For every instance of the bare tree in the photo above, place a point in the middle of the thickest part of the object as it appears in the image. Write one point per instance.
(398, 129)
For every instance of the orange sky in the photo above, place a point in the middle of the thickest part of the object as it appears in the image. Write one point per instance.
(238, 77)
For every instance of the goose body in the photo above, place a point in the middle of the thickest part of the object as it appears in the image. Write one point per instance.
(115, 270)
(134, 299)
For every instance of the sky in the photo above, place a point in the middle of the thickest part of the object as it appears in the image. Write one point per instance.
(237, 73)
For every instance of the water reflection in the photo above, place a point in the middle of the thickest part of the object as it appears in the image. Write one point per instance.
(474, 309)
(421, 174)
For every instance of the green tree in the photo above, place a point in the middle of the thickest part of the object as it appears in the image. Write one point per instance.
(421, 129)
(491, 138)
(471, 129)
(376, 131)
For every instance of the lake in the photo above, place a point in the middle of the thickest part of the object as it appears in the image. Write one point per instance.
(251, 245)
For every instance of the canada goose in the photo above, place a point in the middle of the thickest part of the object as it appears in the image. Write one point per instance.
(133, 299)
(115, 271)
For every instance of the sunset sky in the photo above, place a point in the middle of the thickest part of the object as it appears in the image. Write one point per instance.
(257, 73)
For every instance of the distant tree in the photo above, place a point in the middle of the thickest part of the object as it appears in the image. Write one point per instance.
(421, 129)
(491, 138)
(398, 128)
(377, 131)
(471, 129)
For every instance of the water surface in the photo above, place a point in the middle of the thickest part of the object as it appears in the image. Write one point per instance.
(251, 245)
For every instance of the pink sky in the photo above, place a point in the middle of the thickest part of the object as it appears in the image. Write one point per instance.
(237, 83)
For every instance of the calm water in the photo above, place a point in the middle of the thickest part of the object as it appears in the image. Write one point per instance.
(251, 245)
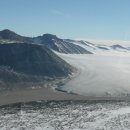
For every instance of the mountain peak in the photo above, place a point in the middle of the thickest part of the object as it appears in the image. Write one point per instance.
(7, 34)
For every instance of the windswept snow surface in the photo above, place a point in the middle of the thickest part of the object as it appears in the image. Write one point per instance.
(100, 74)
(66, 115)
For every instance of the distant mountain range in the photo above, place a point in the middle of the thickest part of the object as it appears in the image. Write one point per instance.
(67, 46)
(27, 59)
(50, 41)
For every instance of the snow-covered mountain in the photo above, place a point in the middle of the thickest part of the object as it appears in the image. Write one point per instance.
(63, 46)
(68, 46)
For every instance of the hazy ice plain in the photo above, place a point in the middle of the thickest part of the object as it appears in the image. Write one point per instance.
(100, 75)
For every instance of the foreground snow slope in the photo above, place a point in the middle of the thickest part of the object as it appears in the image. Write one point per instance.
(66, 116)
(100, 75)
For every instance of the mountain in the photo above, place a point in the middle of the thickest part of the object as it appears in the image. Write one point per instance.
(33, 59)
(12, 36)
(54, 43)
(117, 46)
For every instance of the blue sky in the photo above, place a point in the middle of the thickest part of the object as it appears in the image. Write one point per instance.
(92, 19)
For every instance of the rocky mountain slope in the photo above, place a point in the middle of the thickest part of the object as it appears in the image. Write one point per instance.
(24, 64)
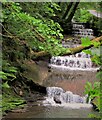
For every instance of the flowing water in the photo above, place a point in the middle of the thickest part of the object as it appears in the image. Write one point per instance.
(65, 86)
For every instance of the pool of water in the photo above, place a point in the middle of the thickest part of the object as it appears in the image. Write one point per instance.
(40, 111)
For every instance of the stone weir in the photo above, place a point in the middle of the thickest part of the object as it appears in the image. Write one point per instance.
(81, 31)
(56, 96)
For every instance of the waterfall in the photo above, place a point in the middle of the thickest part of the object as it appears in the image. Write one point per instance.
(57, 96)
(79, 61)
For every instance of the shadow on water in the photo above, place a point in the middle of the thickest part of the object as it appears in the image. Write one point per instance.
(52, 112)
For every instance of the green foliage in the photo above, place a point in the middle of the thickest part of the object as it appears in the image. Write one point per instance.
(84, 16)
(8, 73)
(40, 34)
(93, 90)
(10, 101)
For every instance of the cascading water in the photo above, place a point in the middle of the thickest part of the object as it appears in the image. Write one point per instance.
(56, 96)
(79, 61)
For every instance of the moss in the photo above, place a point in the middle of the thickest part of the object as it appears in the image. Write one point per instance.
(11, 101)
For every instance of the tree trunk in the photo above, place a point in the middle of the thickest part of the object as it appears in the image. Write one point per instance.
(78, 49)
(68, 9)
(72, 12)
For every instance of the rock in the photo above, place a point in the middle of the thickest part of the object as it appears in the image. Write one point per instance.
(57, 99)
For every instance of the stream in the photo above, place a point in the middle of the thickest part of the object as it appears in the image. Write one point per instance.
(65, 89)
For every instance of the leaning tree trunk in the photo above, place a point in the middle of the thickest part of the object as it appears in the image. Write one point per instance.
(72, 12)
(68, 9)
(78, 49)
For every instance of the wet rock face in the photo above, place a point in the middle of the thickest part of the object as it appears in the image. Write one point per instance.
(59, 96)
(57, 99)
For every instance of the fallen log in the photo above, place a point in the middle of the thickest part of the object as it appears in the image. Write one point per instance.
(70, 50)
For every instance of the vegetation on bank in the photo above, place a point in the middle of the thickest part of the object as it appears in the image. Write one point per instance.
(29, 29)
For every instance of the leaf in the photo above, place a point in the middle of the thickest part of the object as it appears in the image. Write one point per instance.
(85, 41)
(87, 51)
(5, 85)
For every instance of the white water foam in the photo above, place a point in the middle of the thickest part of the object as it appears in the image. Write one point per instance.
(79, 61)
(56, 96)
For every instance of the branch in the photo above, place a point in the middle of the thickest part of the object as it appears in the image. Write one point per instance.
(72, 50)
(80, 48)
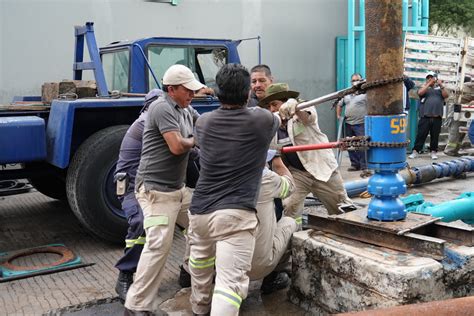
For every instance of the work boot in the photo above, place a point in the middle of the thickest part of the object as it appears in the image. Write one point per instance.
(129, 312)
(124, 282)
(274, 281)
(184, 278)
(452, 153)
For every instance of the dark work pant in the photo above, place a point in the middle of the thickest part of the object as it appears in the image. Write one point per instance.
(431, 125)
(357, 158)
(135, 238)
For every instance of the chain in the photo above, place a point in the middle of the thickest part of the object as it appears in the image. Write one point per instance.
(355, 143)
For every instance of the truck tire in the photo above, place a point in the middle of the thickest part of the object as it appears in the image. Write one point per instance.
(90, 187)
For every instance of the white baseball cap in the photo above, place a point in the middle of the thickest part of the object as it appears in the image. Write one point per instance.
(181, 75)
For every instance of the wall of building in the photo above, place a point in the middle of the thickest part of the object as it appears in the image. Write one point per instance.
(298, 37)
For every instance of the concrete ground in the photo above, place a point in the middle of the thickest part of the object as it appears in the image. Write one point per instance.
(31, 219)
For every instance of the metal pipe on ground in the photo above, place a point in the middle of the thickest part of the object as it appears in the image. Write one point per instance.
(420, 174)
(457, 306)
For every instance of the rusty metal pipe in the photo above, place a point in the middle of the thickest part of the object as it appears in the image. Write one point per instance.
(384, 55)
(459, 306)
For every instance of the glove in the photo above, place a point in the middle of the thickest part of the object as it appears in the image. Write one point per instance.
(288, 109)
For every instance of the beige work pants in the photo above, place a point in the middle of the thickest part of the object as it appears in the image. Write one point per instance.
(331, 193)
(272, 239)
(160, 211)
(226, 239)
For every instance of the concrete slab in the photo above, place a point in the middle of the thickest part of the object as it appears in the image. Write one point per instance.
(333, 274)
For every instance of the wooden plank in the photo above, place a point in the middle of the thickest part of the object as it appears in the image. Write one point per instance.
(432, 38)
(454, 50)
(422, 75)
(426, 67)
(432, 57)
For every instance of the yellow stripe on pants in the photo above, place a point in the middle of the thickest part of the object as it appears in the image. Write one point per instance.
(228, 296)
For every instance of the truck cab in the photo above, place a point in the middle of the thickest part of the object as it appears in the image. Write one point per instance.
(138, 66)
(68, 149)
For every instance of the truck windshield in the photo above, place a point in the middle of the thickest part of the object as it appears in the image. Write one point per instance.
(203, 61)
(116, 69)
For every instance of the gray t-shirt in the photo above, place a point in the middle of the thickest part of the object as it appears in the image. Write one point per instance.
(432, 103)
(160, 169)
(234, 146)
(356, 108)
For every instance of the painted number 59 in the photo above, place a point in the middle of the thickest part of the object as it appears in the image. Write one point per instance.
(398, 125)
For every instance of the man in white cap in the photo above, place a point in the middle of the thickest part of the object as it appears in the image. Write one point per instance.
(160, 188)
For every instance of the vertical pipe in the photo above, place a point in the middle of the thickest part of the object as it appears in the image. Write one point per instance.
(384, 55)
(362, 37)
(425, 13)
(385, 123)
(350, 42)
(405, 15)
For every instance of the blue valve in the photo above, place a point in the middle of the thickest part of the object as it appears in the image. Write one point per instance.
(386, 185)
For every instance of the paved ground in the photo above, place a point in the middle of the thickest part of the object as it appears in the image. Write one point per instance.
(31, 219)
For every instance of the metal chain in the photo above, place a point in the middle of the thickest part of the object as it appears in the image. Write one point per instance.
(355, 143)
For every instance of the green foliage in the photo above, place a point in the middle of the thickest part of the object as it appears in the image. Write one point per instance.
(452, 15)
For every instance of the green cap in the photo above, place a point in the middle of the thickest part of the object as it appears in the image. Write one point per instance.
(277, 91)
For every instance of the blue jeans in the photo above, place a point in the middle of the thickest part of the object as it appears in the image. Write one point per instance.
(357, 158)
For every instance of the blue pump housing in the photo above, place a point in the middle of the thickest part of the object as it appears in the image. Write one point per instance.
(386, 185)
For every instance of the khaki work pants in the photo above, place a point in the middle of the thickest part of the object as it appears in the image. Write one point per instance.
(272, 239)
(226, 239)
(160, 211)
(331, 193)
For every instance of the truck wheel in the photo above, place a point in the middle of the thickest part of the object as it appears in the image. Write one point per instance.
(90, 187)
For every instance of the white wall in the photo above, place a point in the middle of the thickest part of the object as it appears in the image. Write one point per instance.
(298, 37)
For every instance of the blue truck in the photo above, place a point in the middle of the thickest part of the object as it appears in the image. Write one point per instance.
(68, 150)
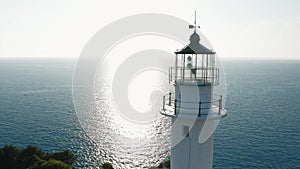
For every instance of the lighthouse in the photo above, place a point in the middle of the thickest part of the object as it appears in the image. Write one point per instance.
(194, 108)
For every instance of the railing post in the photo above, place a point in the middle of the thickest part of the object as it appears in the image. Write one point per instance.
(170, 99)
(220, 104)
(175, 107)
(199, 113)
(164, 103)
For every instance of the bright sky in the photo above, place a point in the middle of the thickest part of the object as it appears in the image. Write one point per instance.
(236, 28)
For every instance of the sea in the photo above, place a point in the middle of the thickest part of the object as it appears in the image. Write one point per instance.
(261, 130)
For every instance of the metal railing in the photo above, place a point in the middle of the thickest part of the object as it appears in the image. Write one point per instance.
(200, 75)
(200, 106)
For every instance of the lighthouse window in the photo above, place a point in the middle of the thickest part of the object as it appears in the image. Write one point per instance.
(186, 131)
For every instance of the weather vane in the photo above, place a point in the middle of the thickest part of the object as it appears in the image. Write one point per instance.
(195, 23)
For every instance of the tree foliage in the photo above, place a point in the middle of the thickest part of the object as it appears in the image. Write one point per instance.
(31, 157)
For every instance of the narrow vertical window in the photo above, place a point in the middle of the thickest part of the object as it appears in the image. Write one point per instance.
(186, 131)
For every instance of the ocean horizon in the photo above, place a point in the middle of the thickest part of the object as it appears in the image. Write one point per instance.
(260, 131)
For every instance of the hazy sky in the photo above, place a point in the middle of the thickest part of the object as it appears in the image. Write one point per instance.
(236, 28)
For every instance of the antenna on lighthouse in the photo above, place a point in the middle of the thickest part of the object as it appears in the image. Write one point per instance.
(195, 23)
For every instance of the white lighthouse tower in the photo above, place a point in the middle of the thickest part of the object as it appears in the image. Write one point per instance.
(194, 109)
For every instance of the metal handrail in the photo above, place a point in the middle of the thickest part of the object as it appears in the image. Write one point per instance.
(202, 75)
(175, 104)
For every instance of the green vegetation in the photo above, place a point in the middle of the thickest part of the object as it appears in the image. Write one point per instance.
(32, 157)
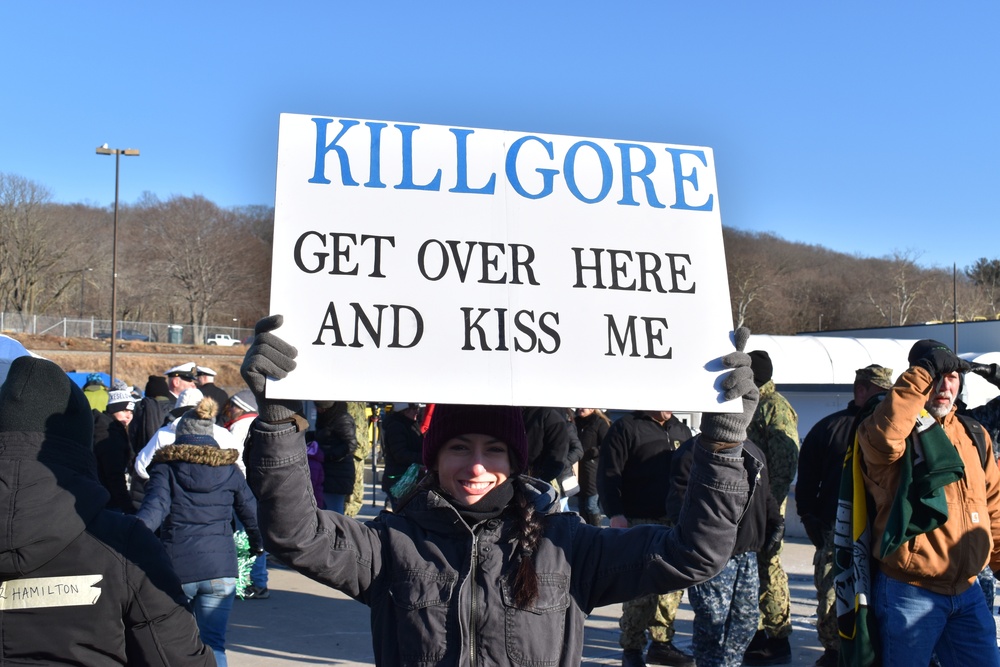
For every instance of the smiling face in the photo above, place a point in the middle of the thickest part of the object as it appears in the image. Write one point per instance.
(943, 395)
(470, 466)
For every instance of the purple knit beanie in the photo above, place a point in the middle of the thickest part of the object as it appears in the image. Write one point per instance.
(499, 421)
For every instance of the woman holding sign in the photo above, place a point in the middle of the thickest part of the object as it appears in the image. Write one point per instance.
(472, 568)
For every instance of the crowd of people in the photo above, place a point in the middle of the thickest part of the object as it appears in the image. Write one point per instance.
(563, 510)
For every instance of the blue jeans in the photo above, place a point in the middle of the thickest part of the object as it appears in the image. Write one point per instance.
(335, 502)
(915, 623)
(212, 600)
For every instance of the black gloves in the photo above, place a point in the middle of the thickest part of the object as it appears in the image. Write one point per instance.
(773, 541)
(815, 530)
(989, 372)
(269, 356)
(936, 358)
(726, 427)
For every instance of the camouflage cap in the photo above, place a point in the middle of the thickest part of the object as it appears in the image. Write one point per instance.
(880, 376)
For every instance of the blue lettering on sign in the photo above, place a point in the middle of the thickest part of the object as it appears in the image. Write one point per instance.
(511, 169)
(634, 169)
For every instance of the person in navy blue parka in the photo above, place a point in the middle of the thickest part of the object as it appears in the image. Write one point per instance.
(193, 488)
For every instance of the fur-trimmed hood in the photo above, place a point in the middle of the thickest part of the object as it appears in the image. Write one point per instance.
(203, 454)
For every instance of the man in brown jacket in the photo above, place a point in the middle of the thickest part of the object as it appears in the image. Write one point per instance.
(936, 518)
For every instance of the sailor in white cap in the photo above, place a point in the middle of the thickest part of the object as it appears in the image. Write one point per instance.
(180, 377)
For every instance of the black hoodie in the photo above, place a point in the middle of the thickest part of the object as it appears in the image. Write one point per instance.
(81, 584)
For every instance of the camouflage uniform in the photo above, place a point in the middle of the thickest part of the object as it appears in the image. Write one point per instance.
(655, 612)
(774, 429)
(826, 595)
(359, 413)
(725, 613)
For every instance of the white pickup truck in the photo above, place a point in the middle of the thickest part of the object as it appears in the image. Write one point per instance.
(221, 339)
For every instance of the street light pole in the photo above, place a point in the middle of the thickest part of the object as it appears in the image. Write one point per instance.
(117, 152)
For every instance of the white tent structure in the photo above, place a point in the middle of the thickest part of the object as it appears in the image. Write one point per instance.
(816, 375)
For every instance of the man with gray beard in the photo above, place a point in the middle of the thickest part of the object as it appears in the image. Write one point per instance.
(936, 518)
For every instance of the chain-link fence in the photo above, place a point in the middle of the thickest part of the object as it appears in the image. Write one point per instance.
(69, 327)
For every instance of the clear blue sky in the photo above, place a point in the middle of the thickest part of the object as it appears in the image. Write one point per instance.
(864, 127)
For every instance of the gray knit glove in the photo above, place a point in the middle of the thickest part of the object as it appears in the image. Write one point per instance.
(269, 356)
(989, 372)
(727, 427)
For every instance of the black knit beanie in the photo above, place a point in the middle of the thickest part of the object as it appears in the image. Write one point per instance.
(760, 364)
(38, 397)
(499, 421)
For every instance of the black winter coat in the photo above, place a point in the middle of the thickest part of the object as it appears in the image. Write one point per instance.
(633, 475)
(337, 436)
(114, 460)
(763, 515)
(821, 462)
(190, 496)
(439, 588)
(109, 593)
(403, 446)
(592, 430)
(548, 442)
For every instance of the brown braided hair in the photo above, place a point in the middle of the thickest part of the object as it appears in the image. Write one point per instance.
(529, 529)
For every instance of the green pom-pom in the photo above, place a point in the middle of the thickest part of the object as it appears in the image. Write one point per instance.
(244, 561)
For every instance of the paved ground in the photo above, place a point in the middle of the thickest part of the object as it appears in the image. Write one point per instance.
(304, 623)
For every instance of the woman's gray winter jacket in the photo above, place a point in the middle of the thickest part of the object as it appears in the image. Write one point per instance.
(439, 591)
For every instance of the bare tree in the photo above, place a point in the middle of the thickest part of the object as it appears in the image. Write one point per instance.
(895, 296)
(202, 255)
(30, 249)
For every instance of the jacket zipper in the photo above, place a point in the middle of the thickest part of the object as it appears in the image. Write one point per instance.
(472, 607)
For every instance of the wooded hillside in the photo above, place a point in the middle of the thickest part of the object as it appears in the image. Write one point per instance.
(187, 260)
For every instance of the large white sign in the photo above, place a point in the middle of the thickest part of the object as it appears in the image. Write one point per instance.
(457, 265)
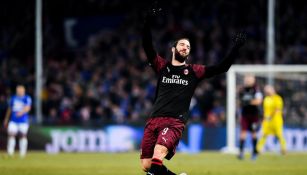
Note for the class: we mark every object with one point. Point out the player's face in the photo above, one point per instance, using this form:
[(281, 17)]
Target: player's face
[(183, 47), (182, 50), (269, 90), (20, 90)]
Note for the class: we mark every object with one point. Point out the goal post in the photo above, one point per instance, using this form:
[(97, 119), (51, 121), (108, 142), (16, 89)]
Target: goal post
[(263, 70)]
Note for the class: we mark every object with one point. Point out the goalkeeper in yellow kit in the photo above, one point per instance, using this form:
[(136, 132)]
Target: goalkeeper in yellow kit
[(272, 123)]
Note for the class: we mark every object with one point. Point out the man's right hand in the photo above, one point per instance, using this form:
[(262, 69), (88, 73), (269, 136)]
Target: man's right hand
[(5, 124), (154, 11)]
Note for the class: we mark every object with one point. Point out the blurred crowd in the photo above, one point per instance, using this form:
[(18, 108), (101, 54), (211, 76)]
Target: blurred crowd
[(107, 80)]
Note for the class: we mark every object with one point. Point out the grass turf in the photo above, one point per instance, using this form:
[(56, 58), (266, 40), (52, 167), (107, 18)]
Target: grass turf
[(206, 163)]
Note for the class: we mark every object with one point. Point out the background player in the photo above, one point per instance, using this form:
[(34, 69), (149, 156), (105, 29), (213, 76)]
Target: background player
[(16, 120), (272, 118), (177, 81), (251, 99)]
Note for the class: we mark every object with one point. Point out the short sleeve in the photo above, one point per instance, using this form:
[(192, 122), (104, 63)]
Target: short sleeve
[(28, 101), (158, 63)]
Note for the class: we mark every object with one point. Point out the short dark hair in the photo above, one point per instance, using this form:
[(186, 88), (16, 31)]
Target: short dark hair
[(183, 38)]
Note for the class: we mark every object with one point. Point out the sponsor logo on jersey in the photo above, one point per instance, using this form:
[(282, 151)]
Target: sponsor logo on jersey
[(186, 72), (175, 79)]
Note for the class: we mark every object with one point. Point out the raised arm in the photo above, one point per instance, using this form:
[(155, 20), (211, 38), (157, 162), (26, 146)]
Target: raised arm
[(147, 40), (225, 64)]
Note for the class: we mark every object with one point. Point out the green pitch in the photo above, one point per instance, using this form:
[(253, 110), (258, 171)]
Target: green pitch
[(207, 163)]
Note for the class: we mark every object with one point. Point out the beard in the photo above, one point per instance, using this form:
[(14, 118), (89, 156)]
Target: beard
[(179, 57)]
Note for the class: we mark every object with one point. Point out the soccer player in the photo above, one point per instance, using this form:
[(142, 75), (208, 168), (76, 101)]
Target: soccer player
[(177, 81), (251, 100), (272, 123), (16, 120)]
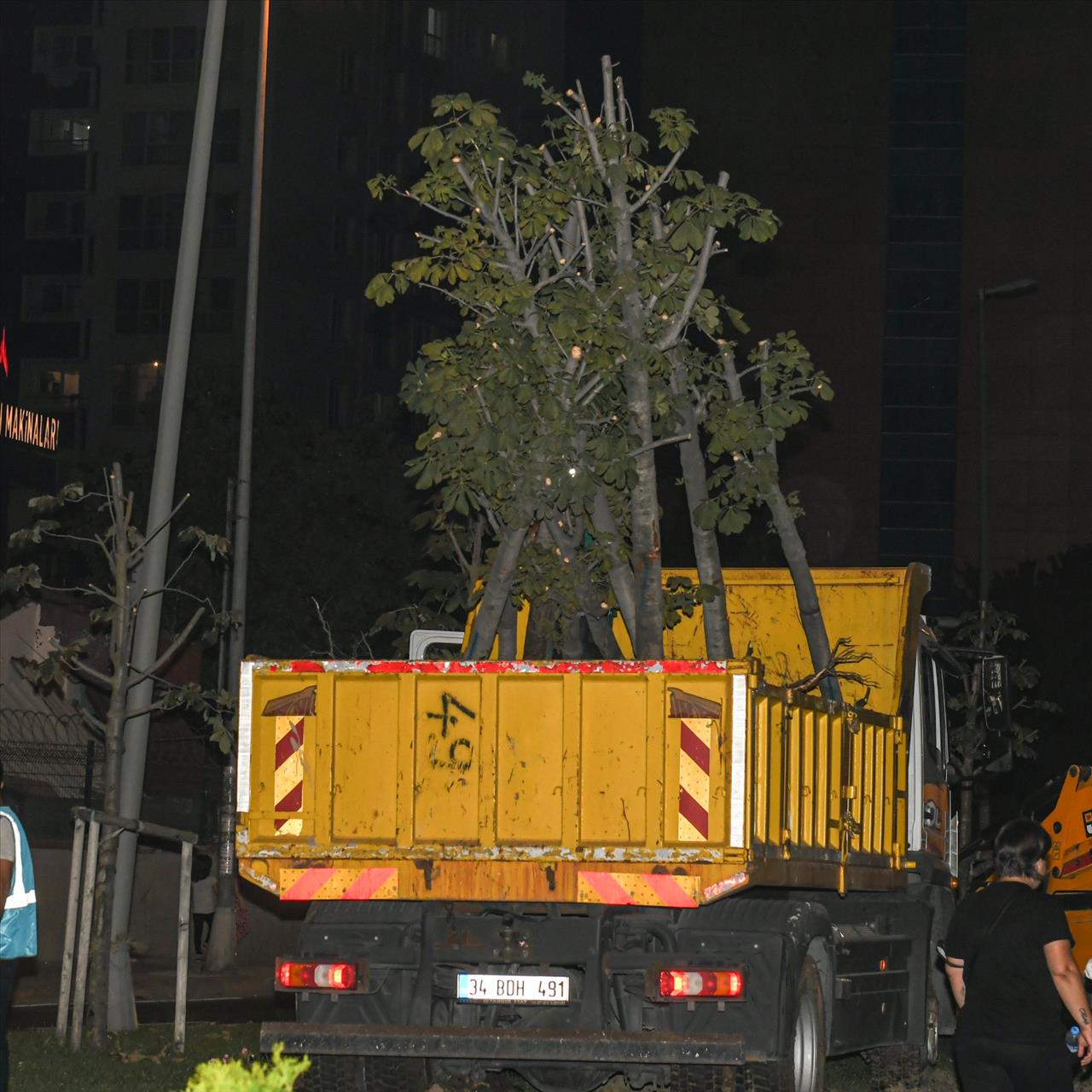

━━━━━━━━━━━━━━━━━━━━━━━━━━━━━━

▶ _Your assignment_:
Exactly repeat every line from the line that includes "[(186, 88), (16, 31)]" to the end of the listing, and nothing else, leaving pictures out.

▶ _Solution below_:
[(186, 88), (16, 31)]
Target: short dark hair
[(183, 38)]
Note for the class: we mark every object with one point. Point out the sponsor logo on jersey in the photo above, one point per instance, using this form:
[(282, 151)]
Target: sponsor logo on jersey
[(186, 72), (175, 79)]
Note for the class: we mark every object with one point. Point out the raised arm in the photo above, one point per instance, using this form:
[(155, 20), (211, 38), (157, 162), (26, 146)]
Target: raised arm
[(147, 40), (225, 64)]
Note for the class: we mark every object with one point. Point out the green pitch in the photo above, one point per instance, using this form:
[(253, 110), (258, 171)]
Target: green pitch
[(207, 163)]
Note for the class: we mark every object with one point. Point out the beard in the photo above, one point per instance, using this form:
[(14, 118), (89, 156)]
Target: beard
[(179, 57)]
Note for the class: we mark every object with one point. Point out the soccer player in the photo above, one point per instance, using this form:
[(142, 75), (208, 168), (76, 101)]
Target: soccer player
[(177, 81), (251, 100), (272, 123), (16, 120)]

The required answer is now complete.